The task | Copy out all of the records below, substituting "bounding rectangles" for every "bounding boxes" and leaving everything else as it is.

Listed entries |
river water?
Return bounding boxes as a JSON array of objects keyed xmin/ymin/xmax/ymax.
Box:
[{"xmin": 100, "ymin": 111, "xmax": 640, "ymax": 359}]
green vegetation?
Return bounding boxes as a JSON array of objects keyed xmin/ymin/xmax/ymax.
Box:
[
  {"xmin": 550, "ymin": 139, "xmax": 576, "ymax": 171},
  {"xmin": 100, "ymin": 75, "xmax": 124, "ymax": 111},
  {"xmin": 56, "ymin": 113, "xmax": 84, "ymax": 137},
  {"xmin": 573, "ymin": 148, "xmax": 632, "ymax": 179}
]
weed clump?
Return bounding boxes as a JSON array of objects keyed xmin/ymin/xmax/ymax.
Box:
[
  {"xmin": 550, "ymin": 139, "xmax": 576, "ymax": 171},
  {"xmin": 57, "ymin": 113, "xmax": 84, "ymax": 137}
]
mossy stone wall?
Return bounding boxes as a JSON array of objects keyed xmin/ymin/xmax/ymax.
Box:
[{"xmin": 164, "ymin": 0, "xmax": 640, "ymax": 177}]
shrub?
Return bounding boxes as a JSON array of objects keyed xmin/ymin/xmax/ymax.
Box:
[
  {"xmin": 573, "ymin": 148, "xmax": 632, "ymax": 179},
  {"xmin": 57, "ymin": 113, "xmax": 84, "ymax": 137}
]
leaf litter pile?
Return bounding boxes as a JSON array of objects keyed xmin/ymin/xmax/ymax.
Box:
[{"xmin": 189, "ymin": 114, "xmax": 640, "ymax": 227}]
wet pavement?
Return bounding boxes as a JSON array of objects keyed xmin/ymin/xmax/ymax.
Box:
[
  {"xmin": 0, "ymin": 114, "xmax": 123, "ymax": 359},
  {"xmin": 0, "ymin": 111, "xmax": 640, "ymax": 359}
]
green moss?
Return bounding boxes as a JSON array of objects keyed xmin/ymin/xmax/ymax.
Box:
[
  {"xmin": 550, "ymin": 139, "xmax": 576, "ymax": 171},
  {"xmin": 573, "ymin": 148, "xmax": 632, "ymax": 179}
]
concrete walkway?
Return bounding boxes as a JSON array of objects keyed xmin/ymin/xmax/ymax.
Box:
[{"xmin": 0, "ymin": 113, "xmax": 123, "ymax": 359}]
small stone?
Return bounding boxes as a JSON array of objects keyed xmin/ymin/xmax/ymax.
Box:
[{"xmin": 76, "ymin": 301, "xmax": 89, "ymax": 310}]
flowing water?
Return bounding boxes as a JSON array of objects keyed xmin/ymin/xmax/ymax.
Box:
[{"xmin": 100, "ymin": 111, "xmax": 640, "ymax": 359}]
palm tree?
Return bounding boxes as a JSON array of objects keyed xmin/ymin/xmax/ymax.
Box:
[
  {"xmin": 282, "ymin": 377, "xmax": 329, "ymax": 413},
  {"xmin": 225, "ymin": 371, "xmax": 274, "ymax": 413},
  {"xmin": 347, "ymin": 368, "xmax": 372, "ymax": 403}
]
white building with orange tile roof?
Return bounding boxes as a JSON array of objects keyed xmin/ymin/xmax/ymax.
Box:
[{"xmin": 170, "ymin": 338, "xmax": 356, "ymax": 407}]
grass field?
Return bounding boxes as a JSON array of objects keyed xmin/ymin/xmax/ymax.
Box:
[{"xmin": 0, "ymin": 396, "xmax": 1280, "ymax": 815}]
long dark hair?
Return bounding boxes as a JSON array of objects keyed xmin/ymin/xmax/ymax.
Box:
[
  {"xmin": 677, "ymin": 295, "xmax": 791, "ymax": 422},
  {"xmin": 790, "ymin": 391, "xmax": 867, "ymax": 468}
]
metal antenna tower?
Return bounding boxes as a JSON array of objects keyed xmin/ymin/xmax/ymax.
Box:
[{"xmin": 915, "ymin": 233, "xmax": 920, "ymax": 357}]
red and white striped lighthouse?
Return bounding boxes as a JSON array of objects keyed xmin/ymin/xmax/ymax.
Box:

Written solution |
river water?
Return bounding rectangles as a JSON array of objects keyed xmin/ymin/xmax/ymax.
Box:
[{"xmin": 100, "ymin": 111, "xmax": 640, "ymax": 359}]
green vegetation?
Return bounding rectangles as a JSON array of objects keyed xmin/ymin/xmax/ymax.
Box:
[
  {"xmin": 550, "ymin": 139, "xmax": 576, "ymax": 171},
  {"xmin": 100, "ymin": 75, "xmax": 124, "ymax": 111},
  {"xmin": 56, "ymin": 113, "xmax": 84, "ymax": 137},
  {"xmin": 573, "ymin": 148, "xmax": 632, "ymax": 179}
]
weed clump?
Return bounding rectangles as a JSON array of objects keyed xmin/ymin/xmax/ymax.
Box:
[
  {"xmin": 550, "ymin": 139, "xmax": 576, "ymax": 171},
  {"xmin": 57, "ymin": 113, "xmax": 84, "ymax": 137}
]
mossy stone wall?
Return bounding rectangles as a JSON array of objects keyed xmin/ymin/xmax/ymax.
Box:
[{"xmin": 164, "ymin": 0, "xmax": 640, "ymax": 177}]
shrub?
Return bounding rectangles as a JSON array of objects keyed xmin/ymin/xmax/ymax.
Box:
[
  {"xmin": 573, "ymin": 148, "xmax": 632, "ymax": 179},
  {"xmin": 57, "ymin": 113, "xmax": 84, "ymax": 137}
]
leaf litter pile?
Return bounding rectangles as a JSON array of objects keyed xmin/ymin/xmax/ymax.
Box:
[{"xmin": 189, "ymin": 114, "xmax": 640, "ymax": 227}]
wet pavement?
Return bounding rectangles as a JSON array of objects keyed xmin/ymin/xmax/ymax.
Box:
[
  {"xmin": 0, "ymin": 114, "xmax": 123, "ymax": 359},
  {"xmin": 0, "ymin": 111, "xmax": 640, "ymax": 359}
]
green moss?
Return bounding rectangles as a JSON array of objects keyed xmin/ymin/xmax/ymax.
Box:
[
  {"xmin": 550, "ymin": 139, "xmax": 576, "ymax": 171},
  {"xmin": 573, "ymin": 148, "xmax": 632, "ymax": 179}
]
concrete walkway?
Return bounding rectangles as a JSON array of objects keyed xmin/ymin/xmax/ymax.
Box:
[{"xmin": 0, "ymin": 113, "xmax": 123, "ymax": 359}]
small stone?
Return bounding rectangles as a JSON array of objects keyed xmin/ymin/xmax/ymax.
Box:
[{"xmin": 76, "ymin": 301, "xmax": 89, "ymax": 310}]
flowing water?
Return bounding rectangles as a JSON array of objects keyed xmin/ymin/xmax/ymax.
Box:
[{"xmin": 100, "ymin": 111, "xmax": 640, "ymax": 359}]
palm tree?
Return bounding rectangles as a JSON array of objects keyed xmin/ymin/xmax/ymax.
Box:
[
  {"xmin": 282, "ymin": 377, "xmax": 329, "ymax": 413},
  {"xmin": 225, "ymin": 371, "xmax": 274, "ymax": 413},
  {"xmin": 347, "ymin": 368, "xmax": 372, "ymax": 403}
]
white building with orange tile roof?
Return bounding rectangles as a JSON array of objects keyed xmin/ymin/xmax/ymax.
Box:
[{"xmin": 170, "ymin": 338, "xmax": 356, "ymax": 407}]
grass field?
Return bounding rectangles as a JSON array of objects keyed xmin/ymin/xmax/ymax.
Box:
[{"xmin": 0, "ymin": 396, "xmax": 1280, "ymax": 815}]
long dark hair?
Return bounding rectangles as a JSON array of objects keyed xmin/ymin/xmax/ymax.
Box:
[
  {"xmin": 677, "ymin": 295, "xmax": 791, "ymax": 422},
  {"xmin": 790, "ymin": 391, "xmax": 867, "ymax": 468}
]
metal antenna tower?
Return bounding rectangles as a JSON array of objects keyed xmin/ymin/xmax/ymax.
Box:
[{"xmin": 915, "ymin": 233, "xmax": 920, "ymax": 357}]
red and white striped lighthouse?
Return bounding rectangles as a JSON array of objects keyed xmin/ymin/xmax/ymax.
Box:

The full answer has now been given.